To do :: The answer must be every line of the data that holds the word "eyelash".

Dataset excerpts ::
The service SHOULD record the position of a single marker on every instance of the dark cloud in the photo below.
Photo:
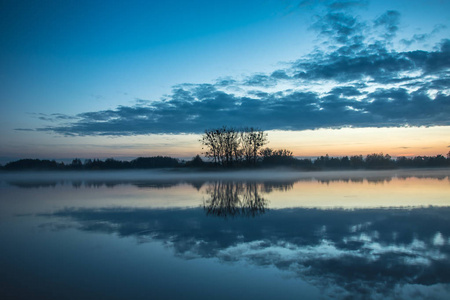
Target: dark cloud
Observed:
(390, 21)
(367, 84)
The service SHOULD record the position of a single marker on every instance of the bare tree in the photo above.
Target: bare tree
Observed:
(222, 145)
(252, 140)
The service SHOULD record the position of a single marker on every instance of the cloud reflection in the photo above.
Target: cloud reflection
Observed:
(366, 252)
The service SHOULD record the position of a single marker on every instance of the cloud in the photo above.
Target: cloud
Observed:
(423, 37)
(340, 27)
(355, 80)
(390, 21)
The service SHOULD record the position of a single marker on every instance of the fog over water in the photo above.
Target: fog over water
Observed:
(241, 234)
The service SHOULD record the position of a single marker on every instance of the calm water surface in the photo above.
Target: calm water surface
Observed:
(274, 235)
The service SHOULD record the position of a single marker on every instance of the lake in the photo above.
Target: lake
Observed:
(234, 235)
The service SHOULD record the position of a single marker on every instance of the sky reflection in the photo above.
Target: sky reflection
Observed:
(369, 252)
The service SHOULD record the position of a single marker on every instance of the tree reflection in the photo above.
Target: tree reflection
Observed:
(235, 199)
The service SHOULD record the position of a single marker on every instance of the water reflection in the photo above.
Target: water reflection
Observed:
(234, 198)
(364, 253)
(271, 179)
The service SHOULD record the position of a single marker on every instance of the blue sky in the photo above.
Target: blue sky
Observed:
(135, 78)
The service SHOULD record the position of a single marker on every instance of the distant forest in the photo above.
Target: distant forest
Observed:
(227, 147)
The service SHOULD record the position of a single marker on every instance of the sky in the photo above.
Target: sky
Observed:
(122, 79)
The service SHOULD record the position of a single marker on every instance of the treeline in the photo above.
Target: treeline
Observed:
(267, 158)
(94, 164)
(229, 147)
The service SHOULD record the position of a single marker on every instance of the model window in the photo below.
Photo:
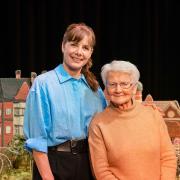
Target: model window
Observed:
(8, 111)
(8, 129)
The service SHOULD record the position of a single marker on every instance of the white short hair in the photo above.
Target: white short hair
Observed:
(120, 66)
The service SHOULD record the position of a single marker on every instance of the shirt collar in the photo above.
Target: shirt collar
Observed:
(63, 76)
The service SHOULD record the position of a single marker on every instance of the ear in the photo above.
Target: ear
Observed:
(106, 94)
(62, 47)
(134, 89)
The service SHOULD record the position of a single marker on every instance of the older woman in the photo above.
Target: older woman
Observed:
(129, 141)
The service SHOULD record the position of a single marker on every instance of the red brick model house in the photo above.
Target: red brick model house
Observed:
(13, 93)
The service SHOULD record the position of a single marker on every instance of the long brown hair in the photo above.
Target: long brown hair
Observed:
(76, 32)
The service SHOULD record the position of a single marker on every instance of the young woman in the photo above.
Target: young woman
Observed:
(59, 108)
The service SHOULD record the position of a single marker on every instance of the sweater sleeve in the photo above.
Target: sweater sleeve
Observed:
(98, 154)
(167, 152)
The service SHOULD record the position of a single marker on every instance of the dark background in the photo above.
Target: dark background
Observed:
(145, 33)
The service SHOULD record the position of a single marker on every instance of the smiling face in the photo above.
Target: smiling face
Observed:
(76, 55)
(120, 89)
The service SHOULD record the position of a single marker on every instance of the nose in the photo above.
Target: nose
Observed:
(79, 51)
(118, 88)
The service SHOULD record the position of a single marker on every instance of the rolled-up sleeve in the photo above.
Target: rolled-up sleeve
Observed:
(37, 118)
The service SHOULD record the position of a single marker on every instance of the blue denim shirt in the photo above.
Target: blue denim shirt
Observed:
(58, 108)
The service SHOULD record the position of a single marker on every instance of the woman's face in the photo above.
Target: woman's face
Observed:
(120, 89)
(76, 55)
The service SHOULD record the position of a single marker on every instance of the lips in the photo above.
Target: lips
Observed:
(77, 60)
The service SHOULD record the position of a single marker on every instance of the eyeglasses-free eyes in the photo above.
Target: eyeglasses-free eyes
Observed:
(123, 85)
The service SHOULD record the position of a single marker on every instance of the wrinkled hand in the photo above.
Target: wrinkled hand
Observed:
(153, 105)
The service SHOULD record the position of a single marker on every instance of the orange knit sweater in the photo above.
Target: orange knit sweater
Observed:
(131, 144)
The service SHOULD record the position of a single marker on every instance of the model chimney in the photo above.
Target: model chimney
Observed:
(18, 74)
(33, 76)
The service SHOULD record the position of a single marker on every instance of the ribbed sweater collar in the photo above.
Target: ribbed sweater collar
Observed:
(133, 111)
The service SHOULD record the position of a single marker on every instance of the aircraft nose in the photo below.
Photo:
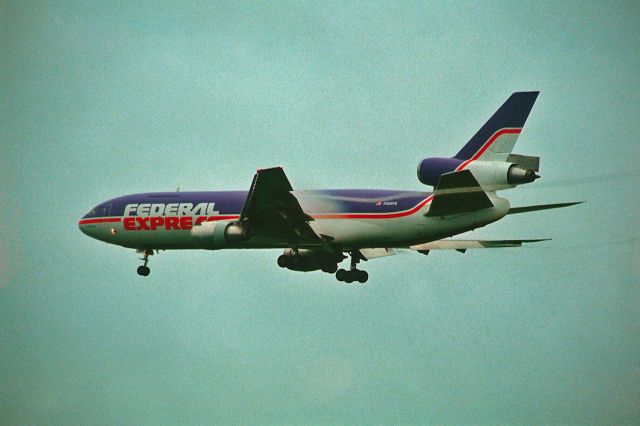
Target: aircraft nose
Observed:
(82, 225)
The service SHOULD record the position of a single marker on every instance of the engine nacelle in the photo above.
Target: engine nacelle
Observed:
(307, 260)
(492, 175)
(219, 234)
(495, 175)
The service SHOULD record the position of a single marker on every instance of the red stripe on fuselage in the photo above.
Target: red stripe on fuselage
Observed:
(487, 144)
(316, 216)
(100, 220)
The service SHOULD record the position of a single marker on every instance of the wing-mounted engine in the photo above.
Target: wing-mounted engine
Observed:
(219, 234)
(307, 260)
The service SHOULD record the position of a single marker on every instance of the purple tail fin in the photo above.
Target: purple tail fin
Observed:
(508, 120)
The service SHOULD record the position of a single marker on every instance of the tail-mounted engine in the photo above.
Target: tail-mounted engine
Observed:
(219, 234)
(492, 175)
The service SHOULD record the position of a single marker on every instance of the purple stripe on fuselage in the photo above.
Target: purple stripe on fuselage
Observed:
(329, 201)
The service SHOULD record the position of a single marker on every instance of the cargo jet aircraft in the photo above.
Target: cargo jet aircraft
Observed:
(318, 229)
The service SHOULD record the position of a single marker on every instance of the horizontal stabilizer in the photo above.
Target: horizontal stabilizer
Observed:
(458, 192)
(461, 245)
(525, 209)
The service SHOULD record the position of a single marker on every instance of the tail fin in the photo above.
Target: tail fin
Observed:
(495, 140)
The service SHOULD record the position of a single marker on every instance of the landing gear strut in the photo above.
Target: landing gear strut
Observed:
(353, 274)
(144, 270)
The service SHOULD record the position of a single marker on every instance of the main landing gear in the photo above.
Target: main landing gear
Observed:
(353, 274)
(144, 270)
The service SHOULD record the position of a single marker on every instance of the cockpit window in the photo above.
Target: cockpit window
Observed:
(100, 211)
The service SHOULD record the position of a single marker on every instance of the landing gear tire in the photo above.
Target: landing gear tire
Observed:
(329, 267)
(362, 276)
(283, 261)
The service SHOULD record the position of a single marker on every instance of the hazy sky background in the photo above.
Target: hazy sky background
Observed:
(122, 97)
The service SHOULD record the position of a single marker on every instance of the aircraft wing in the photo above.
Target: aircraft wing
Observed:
(272, 211)
(464, 245)
(447, 244)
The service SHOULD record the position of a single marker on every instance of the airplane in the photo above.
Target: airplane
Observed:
(318, 229)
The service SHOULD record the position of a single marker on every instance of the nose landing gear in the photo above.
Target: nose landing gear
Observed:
(144, 270)
(353, 274)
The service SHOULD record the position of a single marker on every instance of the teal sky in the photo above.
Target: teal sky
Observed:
(101, 100)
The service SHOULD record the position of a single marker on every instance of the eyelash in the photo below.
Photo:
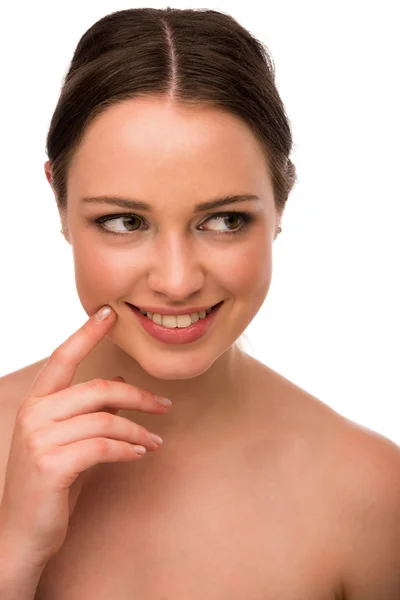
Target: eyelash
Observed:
(248, 218)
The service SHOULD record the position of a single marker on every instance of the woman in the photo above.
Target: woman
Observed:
(169, 161)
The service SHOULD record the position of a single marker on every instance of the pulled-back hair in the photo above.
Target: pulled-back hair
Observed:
(198, 57)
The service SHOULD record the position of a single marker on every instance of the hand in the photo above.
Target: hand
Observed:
(60, 432)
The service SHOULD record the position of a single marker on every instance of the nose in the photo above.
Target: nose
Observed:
(176, 270)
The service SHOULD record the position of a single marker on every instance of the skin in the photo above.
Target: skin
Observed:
(171, 157)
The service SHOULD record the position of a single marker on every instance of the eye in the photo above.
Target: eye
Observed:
(129, 219)
(234, 216)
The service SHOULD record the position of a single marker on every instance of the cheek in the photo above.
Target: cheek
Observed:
(246, 272)
(99, 276)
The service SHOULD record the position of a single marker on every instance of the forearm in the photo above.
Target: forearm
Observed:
(18, 579)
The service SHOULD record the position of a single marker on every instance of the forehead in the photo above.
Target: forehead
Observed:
(146, 142)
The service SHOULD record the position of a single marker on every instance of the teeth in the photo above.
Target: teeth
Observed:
(172, 321)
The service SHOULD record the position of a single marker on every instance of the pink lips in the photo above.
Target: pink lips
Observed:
(178, 335)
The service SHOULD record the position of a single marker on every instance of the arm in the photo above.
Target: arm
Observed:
(18, 581)
(371, 517)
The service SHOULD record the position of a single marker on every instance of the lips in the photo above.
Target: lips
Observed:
(212, 307)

Output for this task ::
The service SHOULD record the position of a single marker on every instance of the eyelash in the photo below.
Target: eyelash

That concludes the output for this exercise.